Written problem 1:
Condense the paragraph beginning "In this e-Tax guide, the IRAS also states" from the excerpt on the IRAS e-Tax guide into a short list that keeps its main facts.
Written problem 2:
Carry on writing the excerpt on the IRAS e-Tax guide's treatment of services from the point where it stops.

The e-Tax guide seeks to clarify who would be considered as receiving the direct benefit of services provided under a contract. Where the recipient of the services is stipulated in a contract, the IRAS states that those stipulated (to the exclusion of all others) will be considered as directly benefiting from the services supplied. In this respect, care should be exercised when drafting a contract for services to ascertain who should be stipulated in the contract as the recipient(s) of the services.

 

If a contact does not stipulate the recipient(s) of the services, the IRAS states that a number of tests will be applied for the purposes of determining the person(s) who directly benefit from the services. First, a person will be considered to directly benefit from a service if he receives it without another person having to first receive the service. Secondly, the magnitude of the consumption of the service is not indicative of whether a person directly benefits. The IRAS states that the supply of services ‘directly benefits’ a person who receives the services even if it is shown that the person only consumes a small proportion of the services relative to the other beneficiaries.

 

Apportionment

In this e-Tax guide, the IRAS also states that it is prepared to allow apportionment of the value of the supply of services as an administrative concession so that a taxpayer may be able to apportion the value of the supply of services between local and overseas beneficiaries. A number of methods are detailed as acceptable, including the prices of each portion of the services performed for the local and overseas direct beneficiaries, the costs of making each portion of the services and the amount of time taken to perform each portion of the services. Although no prior approval is required from the IRAS in using any such prescribed methods, readers should bear in mind that the onus as always lies with taxpayers to prove that the adoption of any method has to be reasonable and is consistent throughout all relevant transactions.

Recorded data:
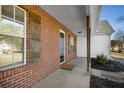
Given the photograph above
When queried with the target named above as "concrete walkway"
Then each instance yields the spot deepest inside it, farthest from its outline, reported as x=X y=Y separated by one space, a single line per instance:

Exercise output 1:
- As an administrative concession, the IRAS allows taxpayers to apportion the value of a supply of services between local and overseas beneficiaries.
- Acceptable methods include:
  - the prices of each portion of the services performed for the local and overseas direct beneficiaries
  - the costs of making each portion of the services
  - the time taken to perform each portion of the services
- No prior approval from the IRAS is needed to use these prescribed methods.
- Taxpayers must prove that the chosen method is reasonable and is applied consistently across all relevant transactions.

Exercise output 2:
Attracting High Net Worth Individuals to Singapore — The Financial Investor Scheme for Singapore Permanent Residence

For some time, the Singapore government and the Monetary Authority of Singapore (‘MAS’) have been actively seeking to enhance Singapore ’s position as a global centre for private banking and wealth management. Many measures have been introduced to promote private banking, trust administration and wealth management in Singapore, including the introduction of new and improved statutory regimes (such as the recent update of the Singapore Trustees Act and the proposals targeting Singapore’s trust company industry) and new incentives for investment into Singapore. All of these offer greater transparency and certainty to high net worth individuals looking to shift wealth to Singapore .

 

In line with the drive toward attracting foreign wealth to Singapore , the Singapore Economic Development Board (‘EDB’) has established and now administers the Permanent Residence for Investors’ Scheme. More recently however, MAS has announced a new incentive scheme, the Financial Investor Scheme (‘FIS’) for Singapore Permanent Residence. Both schemes are independent and will be administered by separate government agencies.

 

Existing Investors’ Scheme for Permanent Residence

Currently, the EDB administers the Permanent Residence for Investors’ Scheme (the ‘Investors’ Scheme’) which grants Singapore permanent residence status to investors who meet certain prescribed requirements.

 

Requirements for the Investors’ Scheme are covered under two options. Option A requires the investor to make deposits of S$1m for an approved activity through investment in a Singapore-incorporated company. Option B requires the investor to make an investment of at least S$1.5m into any Singapore-incorporated venture capital funds, foundation or trusts approved by the EDB.

 

FIS for Singapore Permanent Residence

The FIS for Singapore Permanent Residence offers high net worth individuals an opportunity to apply for permanent residence in Singapore . Its aim is to attract high net worth individuals to park their financial assets in Singapore ’s financial institutions.

 

There are two types of financial commitments under the FIS for Singapore Permanent Residence. Option A requires the applicant to place in Singapore at least S$5m of financial assets (‘Minimum Sum’) with a financial institution regulated by the MAS. Option B requires the applicant to hold at least S$3m of assets and a Sentosa Cove bungalow on Sentosa Island . Sentosa Island is an island resort managed by the Sentosa Development Corporation (a statutory board incorporated as a statutory board under the purview of the Ministry of Trade and Industry).

 

Financial assets include bank deposits, capital markets products, collective investment schemes, premiums paid in respect of life insurance policies (although this point is currently being clarified by MAS) and other investment products. Once invested with a MAS-regulated financial institution (‘FI’), the financial assets shall be held for a period of five years and held in designated accounts with the FIs. No withdrawal of assets is allowed except for interest income and dividend income in the current calendar year. Transfers of financial assets from one FI to another FI at any time during the five-year period may be made provided that only a maximum of three FIs are used (although once again, this point is currently being clarified, so that the restriction may eventually apply to less than three FIs) and the total value of the financial assets withdrawn are transferred to the new FI.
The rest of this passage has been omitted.